Dataset rows:
**********

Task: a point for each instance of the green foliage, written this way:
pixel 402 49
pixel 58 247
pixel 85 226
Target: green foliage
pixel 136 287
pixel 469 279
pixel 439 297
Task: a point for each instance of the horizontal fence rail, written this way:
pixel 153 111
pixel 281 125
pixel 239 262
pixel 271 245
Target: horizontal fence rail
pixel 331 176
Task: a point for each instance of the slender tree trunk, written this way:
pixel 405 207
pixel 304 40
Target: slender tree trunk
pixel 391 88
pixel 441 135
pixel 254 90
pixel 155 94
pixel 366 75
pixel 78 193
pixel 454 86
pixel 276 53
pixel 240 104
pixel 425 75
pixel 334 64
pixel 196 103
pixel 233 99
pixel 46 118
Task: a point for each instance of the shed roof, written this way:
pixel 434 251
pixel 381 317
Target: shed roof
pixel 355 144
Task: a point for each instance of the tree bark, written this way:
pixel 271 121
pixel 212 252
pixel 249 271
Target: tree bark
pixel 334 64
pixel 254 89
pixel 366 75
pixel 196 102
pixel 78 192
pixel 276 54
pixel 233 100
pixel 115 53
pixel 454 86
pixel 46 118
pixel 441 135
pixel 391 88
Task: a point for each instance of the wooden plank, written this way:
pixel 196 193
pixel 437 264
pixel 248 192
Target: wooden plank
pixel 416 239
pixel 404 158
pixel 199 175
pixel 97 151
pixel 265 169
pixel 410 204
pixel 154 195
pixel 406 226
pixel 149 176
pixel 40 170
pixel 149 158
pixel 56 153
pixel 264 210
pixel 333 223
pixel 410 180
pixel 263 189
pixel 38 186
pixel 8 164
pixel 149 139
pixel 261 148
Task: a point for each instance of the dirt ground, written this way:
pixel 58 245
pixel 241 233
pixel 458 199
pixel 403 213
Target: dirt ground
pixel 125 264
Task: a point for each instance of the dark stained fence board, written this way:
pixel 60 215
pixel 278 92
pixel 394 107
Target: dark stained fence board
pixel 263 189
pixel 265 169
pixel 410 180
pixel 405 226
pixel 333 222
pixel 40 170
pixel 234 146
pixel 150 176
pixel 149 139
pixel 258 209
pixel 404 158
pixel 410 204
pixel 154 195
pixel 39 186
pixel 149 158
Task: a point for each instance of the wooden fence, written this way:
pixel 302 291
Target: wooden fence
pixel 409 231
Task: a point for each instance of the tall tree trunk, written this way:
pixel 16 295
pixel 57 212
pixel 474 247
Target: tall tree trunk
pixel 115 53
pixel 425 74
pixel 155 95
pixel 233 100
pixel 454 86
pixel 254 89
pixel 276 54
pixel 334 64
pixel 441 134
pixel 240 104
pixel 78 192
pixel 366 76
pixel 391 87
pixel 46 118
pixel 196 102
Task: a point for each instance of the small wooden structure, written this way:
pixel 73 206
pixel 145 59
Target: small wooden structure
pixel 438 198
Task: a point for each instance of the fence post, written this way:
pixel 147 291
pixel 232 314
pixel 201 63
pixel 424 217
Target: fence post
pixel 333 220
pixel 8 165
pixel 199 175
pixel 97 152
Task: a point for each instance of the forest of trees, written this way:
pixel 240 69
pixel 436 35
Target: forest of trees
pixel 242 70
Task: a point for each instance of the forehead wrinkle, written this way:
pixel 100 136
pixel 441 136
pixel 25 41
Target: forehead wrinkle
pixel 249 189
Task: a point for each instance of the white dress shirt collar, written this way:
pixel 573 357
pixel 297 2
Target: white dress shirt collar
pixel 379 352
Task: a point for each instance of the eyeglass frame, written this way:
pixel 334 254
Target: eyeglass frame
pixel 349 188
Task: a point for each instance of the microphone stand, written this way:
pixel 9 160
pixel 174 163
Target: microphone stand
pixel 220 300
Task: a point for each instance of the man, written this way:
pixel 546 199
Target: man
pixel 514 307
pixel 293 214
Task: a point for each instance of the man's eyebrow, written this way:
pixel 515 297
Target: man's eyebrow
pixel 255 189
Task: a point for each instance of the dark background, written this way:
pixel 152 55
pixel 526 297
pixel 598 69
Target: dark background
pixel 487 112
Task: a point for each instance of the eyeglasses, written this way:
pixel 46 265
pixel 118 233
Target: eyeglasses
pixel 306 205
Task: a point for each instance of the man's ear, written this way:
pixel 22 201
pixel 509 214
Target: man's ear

**********

Copy every line of the records above, word for word.

Task: a point for each instance of the green foliage, written this way:
pixel 402 49
pixel 58 247
pixel 85 226
Target: green foliage
pixel 136 287
pixel 469 279
pixel 439 297
Task: a point for each instance of the horizontal fence rail, written this way:
pixel 153 111
pixel 281 125
pixel 239 262
pixel 271 245
Target: horizontal fence rail
pixel 331 176
Task: a point for each instance of the slender tree trunk, written this way:
pixel 405 207
pixel 304 40
Target: slender tree trunk
pixel 391 88
pixel 441 135
pixel 254 90
pixel 155 94
pixel 366 75
pixel 78 193
pixel 454 86
pixel 276 53
pixel 240 104
pixel 425 75
pixel 334 64
pixel 196 103
pixel 233 99
pixel 46 118
Task: a point for each instance of the shed roof, written this way:
pixel 434 251
pixel 381 317
Target: shed roof
pixel 355 144
Task: a point for each instance of the tree bark, written this way:
pixel 271 121
pixel 212 252
pixel 249 271
Target: tree bark
pixel 334 64
pixel 254 89
pixel 366 75
pixel 196 102
pixel 78 192
pixel 276 54
pixel 233 100
pixel 115 53
pixel 454 86
pixel 46 118
pixel 441 135
pixel 391 88
Task: a point for each instance of the wooden plank, written this way:
pixel 196 193
pixel 437 264
pixel 248 192
Target: wooden plank
pixel 416 239
pixel 404 158
pixel 199 175
pixel 97 151
pixel 265 169
pixel 410 204
pixel 154 195
pixel 406 226
pixel 149 176
pixel 40 170
pixel 149 158
pixel 56 153
pixel 264 210
pixel 333 223
pixel 410 180
pixel 263 189
pixel 38 186
pixel 8 164
pixel 149 139
pixel 261 148
Task: a point for each instance of the dirt ground, written this way:
pixel 58 245
pixel 241 233
pixel 458 199
pixel 403 213
Target: dirt ground
pixel 125 264
Task: a point for each instance of the dark stained fence board, written this way:
pixel 60 215
pixel 278 92
pixel 394 107
Target: dark stained fence board
pixel 263 189
pixel 265 169
pixel 410 180
pixel 405 226
pixel 333 222
pixel 40 170
pixel 234 146
pixel 150 176
pixel 149 139
pixel 258 209
pixel 404 158
pixel 410 204
pixel 154 195
pixel 39 186
pixel 149 158
Task: a point for each instance of the wooden fence, written this way:
pixel 302 291
Target: wooden fence
pixel 409 231
Task: a point for each instance of the tall tree trunk, written this way:
pixel 16 295
pixel 57 212
pixel 474 247
Target: tall tree trunk
pixel 115 53
pixel 425 74
pixel 155 95
pixel 233 100
pixel 454 86
pixel 254 89
pixel 276 54
pixel 334 64
pixel 441 134
pixel 240 104
pixel 78 192
pixel 366 76
pixel 391 87
pixel 46 118
pixel 196 102
Task: a point for each instance of the small wooden structure, written this way:
pixel 73 206
pixel 145 59
Target: small wooden structure
pixel 438 198
Task: a point for each instance of the fence post, written this way:
pixel 147 291
pixel 232 314
pixel 201 63
pixel 424 217
Target: fence post
pixel 333 220
pixel 8 165
pixel 199 175
pixel 97 152
Task: a point for each instance of the forest of trees, written this way:
pixel 240 69
pixel 436 35
Target: forest of trees
pixel 242 70
Task: a point for each instance of the forehead wrinkle, written this way:
pixel 100 136
pixel 441 136
pixel 25 41
Target: forehead wrinkle
pixel 249 189
Task: a point for each instance of the white dress shirt collar, written this way:
pixel 573 357
pixel 297 2
Target: white dress shirt collar
pixel 379 352
Task: a point for each instance of the eyeglass frame, written this way:
pixel 334 254
Target: eyeglass frame
pixel 349 188
Task: a point for each instance of the microphone stand, written this way:
pixel 9 160
pixel 174 163
Target: microphone stand
pixel 220 300
Task: a point for each instance of the man, written this way:
pixel 546 199
Target: man
pixel 514 307
pixel 293 214
Task: a point for each instance of the man's eyebrow, written this way:
pixel 515 297
Target: man's eyebrow
pixel 255 189
Task: a point for each instance of the dark background, written this way:
pixel 152 55
pixel 526 297
pixel 598 69
Target: dark background
pixel 487 112
Task: a point for each instance of the eyeglasses, written this way:
pixel 46 265
pixel 118 233
Target: eyeglasses
pixel 306 205
Task: a point for each instance of the man's ear, written this way:
pixel 22 201
pixel 509 214
Target: man's ear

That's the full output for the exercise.